Text provided:
+---+
His video reminds me "Monty Python and the Holy Grail" movie. They have a very dangerous rabbit there. FishJunky - see the movie and you will understand how wrong you are about those wabbits. A Holy Hand Granade is the only way to deal with them.

"And the Lord spake, saying, "First shalt thou take out the Holy Pin. Then shalt thou count to three, no more, no less. Three shall be the number thou shalt count, and the number of the counting shall be three. Four shalt thou not count, neither count thou two, excepting that thou then proceed to three. Five is right out. Once the number three, being the third number, be reached, then lobbest thou thy Holy Hand Grenade of Antioch towards thy foe, who, being naughty in my sight, shall snuff it."

Probably the funniest movie out there.


----------



## FishJunky (May 20, 2004)

Now thats flipping funny. The video and the movie.
+---+
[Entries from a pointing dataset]
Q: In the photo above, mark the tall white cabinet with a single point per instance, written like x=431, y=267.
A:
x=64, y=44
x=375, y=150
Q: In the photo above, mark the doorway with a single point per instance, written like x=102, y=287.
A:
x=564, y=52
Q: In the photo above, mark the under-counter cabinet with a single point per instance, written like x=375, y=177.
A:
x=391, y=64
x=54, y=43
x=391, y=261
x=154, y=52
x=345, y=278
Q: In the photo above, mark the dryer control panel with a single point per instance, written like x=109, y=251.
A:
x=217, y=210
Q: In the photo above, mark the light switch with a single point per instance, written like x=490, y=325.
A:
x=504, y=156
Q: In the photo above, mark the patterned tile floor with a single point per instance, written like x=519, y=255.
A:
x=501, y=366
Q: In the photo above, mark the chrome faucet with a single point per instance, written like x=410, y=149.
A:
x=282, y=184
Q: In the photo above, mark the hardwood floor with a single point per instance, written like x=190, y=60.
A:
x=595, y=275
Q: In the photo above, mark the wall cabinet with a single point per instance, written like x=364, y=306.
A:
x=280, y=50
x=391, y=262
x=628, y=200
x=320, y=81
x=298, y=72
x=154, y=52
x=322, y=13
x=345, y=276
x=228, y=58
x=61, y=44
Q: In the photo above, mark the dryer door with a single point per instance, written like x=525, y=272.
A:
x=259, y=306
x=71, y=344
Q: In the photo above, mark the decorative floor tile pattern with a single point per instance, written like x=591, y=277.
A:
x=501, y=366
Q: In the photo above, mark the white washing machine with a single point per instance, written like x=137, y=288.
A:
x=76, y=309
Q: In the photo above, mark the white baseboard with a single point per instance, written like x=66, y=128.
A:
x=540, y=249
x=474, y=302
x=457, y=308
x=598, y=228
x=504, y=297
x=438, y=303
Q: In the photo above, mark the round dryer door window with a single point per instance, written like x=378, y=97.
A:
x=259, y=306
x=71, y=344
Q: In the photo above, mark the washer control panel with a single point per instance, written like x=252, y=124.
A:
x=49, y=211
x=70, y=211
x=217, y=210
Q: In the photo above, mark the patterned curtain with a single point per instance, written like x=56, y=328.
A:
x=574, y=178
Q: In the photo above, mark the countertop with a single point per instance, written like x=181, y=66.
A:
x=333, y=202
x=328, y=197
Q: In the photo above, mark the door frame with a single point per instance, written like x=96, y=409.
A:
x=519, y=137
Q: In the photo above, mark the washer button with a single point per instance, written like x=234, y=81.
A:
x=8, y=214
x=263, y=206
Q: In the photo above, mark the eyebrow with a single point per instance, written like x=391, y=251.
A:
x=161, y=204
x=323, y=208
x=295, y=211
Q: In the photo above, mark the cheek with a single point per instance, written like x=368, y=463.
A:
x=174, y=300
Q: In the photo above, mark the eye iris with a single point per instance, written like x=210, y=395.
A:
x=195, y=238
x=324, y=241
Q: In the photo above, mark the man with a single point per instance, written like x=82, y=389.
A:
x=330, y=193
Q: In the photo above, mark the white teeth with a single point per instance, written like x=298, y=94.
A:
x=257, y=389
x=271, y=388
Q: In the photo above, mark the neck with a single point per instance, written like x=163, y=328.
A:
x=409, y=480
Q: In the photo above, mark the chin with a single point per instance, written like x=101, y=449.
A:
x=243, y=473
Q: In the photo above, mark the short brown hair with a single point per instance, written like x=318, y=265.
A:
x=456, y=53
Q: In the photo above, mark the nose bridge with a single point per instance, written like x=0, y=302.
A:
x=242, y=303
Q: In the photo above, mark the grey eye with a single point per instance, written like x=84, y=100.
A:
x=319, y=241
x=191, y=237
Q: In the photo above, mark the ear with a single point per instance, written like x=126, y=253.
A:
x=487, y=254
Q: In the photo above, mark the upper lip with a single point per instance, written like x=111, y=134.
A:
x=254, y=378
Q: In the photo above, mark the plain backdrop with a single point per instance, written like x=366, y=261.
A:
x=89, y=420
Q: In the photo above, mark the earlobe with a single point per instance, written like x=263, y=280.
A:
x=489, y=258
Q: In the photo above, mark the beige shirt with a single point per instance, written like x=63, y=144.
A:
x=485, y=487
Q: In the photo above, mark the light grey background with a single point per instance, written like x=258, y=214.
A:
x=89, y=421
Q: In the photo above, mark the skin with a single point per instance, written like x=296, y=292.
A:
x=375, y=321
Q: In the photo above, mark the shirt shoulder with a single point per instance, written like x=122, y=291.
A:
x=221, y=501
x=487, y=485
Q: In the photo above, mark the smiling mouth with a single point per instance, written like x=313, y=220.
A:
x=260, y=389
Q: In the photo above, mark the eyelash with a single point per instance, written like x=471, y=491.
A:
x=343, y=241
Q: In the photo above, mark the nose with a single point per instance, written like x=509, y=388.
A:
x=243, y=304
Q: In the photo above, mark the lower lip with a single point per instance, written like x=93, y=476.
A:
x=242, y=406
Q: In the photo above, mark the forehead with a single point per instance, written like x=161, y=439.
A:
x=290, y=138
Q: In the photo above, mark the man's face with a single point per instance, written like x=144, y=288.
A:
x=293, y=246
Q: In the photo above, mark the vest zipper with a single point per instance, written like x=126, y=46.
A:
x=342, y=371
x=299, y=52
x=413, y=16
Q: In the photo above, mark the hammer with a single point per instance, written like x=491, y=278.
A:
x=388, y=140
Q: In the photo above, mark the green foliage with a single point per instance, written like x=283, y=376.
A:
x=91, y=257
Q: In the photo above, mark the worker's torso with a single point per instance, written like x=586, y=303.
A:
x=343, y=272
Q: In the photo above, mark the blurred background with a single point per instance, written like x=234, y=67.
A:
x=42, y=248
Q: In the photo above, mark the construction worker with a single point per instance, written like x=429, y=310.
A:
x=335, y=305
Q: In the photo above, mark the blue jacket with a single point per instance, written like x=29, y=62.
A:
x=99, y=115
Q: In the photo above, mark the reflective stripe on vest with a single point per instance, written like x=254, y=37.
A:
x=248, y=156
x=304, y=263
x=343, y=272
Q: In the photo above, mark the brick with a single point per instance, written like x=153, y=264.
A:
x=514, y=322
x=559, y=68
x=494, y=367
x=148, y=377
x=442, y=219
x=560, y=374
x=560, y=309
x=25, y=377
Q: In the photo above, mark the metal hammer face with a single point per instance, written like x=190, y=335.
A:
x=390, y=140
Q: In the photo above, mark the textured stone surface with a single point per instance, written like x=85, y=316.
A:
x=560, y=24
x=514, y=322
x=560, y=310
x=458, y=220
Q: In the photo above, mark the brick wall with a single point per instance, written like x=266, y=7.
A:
+---+
Your tasks:
A) Rewrite the stretch of the Monty Python post from "His video reminds" through "movie out there.", changing "rabbit" to "hare".
B) Format the records from the line containing "Q: In the photo above, mark the vest" through the end of the records as a Markdown table with the columns Row and Line, one numbered row per line and blank lines omitted.

Solutions below:
A)
His video reminds me "Monty Python and the Holy Grail" movie. They have a very dangerous hare there. FishJunky - see the movie and you will understand how wrong you are about those wabbits. A Holy Hand Granade is the only way to deal with them.

"And the Lord spake, saying, "First shalt thou take out the Holy Pin. Then shalt thou count to three, no more, no less. Three shall be the number thou shalt count, and the number of the counting shall be three. Four shalt thou not count, neither count thou two, excepting that thou then proceed to three. Five is right out. Once the number three, being the third number, be reached, then lobbest thou thy Holy Hand Grenade of Antioch towards thy foe, who, being naughty in my sight, shall snuff it."

Probably the funniest movie out there.

B)
| Row | Line |
|---|---|
| 1 | Q: In the photo above, mark the vest zipper with a single point per instance, written like x=126, y=46. |
| 2 | A: |
| 3 | x=342, y=371 |
| 4 | x=299, y=52 |
| 5 | x=413, y=16 |
| 6 | Q: In the photo above, mark the hammer with a single point per instance, written like x=491, y=278. |
| 7 | A: |
| 8 | x=388, y=140 |
| 9 | Q: In the photo above, mark the green foliage with a single point per instance, written like x=283, y=376. |
| 10 | A: |
| 11 | x=91, y=257 |
| 12 | Q: In the photo above, mark the worker's torso with a single point per instance, written like x=586, y=303. |
| 13 | A: |
| 14 | x=343, y=272 |
| 15 | Q: In the photo above, mark the blurred background with a single point per instance, written like x=234, y=67. |
| 16 | A: |
| 17 | x=42, y=248 |
| 18 | Q: In the photo above, mark the construction worker with a single point per instance, written like x=429, y=310. |
| 19 | A: |
| 20 | x=335, y=305 |
| 21 | Q: In the photo above, mark the blue jacket with a single point per instance, written like x=29, y=62. |
| 22 | A: |
| 23 | x=99, y=115 |
| 24 | Q: In the photo above, mark the reflective stripe on vest with a single point per instance, written like x=254, y=37. |
| 25 | A: |
| 26 | x=248, y=156 |
| 27 | x=304, y=263 |
| 28 | x=343, y=272 |
| 29 | Q: In the photo above, mark the brick with a single point per instance, written like x=153, y=264. |
| 30 | A: |
| 31 | x=514, y=322 |
| 32 | x=559, y=68 |
| 33 | x=494, y=367 |
| 34 | x=148, y=377 |
| 35 | x=442, y=219 |
| 36 | x=560, y=374 |
| 37 | x=560, y=309 |
| 38 | x=25, y=377 |
| 39 | Q: In the photo above, mark the metal hammer face with a single point per instance, written like x=190, y=335. |
| 40 | A: |
| 41 | x=390, y=140 |
| 42 | Q: In the photo above, mark the textured stone surface with a single point per instance, written like x=85, y=316. |
| 43 | A: |
| 44 | x=560, y=24 |
| 45 | x=514, y=322 |
| 46 | x=560, y=310 |
| 47 | x=458, y=220 |
| 48 | Q: In the photo above, mark the brick wall with a single point per instance, written like x=266, y=7. |
| 49 | A: |